$Δ$ynamics: Language-Based Representation for Inferring Rigid-Body Dynamics From Videos
For computer vision and physics simulation, this work addresses the generalization gap of existing methods to complex real-world settings by leveraging language-based representation.
ΔYNAMICS uses language as a unified representation to infer rigid-body dynamics from monocular videos, achieving a 7x improvement in segmentation IoU (0.30) over leading VLMs on CLEVRER, with further gains via test-time sampling (27%) and evolutionary search (120%), and demonstrates strong transfer to real-world videos.
Inferring rigid-body physical states and properties from monocular videos is a fundamental step toward physics-based perception and simulation. Existing approaches assume specific underlying physical systems, object types, and camera poses, making them unable to generalize to complex real-world settings. We introduce $Δ$YNAMICS, a vision-language framework that uses language as a unified representation of rigid-body dynamics. Instead of directly predicting parameters, $Δ$YNAMICS generates scene configurations in a structured text format for physics simulation. We enhance the model's generalization by integrating natural language motion reasoning and leveraging optical flow as a semantic-agnostic input. On the CLEVRER dataset, $Δ$YNAMICS achieves a segmentation IoU of 0.30, a 7x improvement over leading VLMs (InternVL3-8B, Qwen2.5-VL-7B and Claude-4-Sonnet). Additionally, test-time sampling and evolutionary search further boost performance by 27% and 120% in segmentation IoU, respectively. Finally, we demonstrate strong transfer to a new dataset of 235 real-world rigid-body videos, highlighting the potential of language-driven physics inference for bridging perception and simulation.

**Saved data entries**
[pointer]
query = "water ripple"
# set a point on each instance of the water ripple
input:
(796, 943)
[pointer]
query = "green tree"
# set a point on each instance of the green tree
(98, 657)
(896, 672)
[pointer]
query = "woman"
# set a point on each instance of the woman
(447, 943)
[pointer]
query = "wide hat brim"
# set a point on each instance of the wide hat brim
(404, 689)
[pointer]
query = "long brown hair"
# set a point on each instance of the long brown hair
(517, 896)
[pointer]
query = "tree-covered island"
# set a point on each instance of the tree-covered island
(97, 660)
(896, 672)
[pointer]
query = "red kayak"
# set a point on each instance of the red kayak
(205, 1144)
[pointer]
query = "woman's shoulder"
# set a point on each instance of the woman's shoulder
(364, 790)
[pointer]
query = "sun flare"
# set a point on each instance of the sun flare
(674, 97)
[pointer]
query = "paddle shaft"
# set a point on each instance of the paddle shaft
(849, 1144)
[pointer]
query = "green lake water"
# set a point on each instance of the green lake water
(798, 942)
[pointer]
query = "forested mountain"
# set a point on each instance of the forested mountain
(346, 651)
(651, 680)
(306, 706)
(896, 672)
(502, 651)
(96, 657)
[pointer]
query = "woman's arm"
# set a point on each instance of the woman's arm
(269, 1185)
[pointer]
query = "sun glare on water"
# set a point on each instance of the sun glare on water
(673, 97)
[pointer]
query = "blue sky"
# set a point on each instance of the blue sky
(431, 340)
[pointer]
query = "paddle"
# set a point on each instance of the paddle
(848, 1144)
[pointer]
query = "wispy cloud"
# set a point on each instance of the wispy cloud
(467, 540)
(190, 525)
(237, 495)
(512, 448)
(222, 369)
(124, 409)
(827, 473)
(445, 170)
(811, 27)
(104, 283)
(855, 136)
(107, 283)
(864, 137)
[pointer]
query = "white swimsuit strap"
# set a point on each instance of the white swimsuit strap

**Your goal**
According to the text on inferring rigid-body dynamics from videos, how many real-world rigid-body videos does the new dataset used to demonstrate transfer contain?

**Task result**
235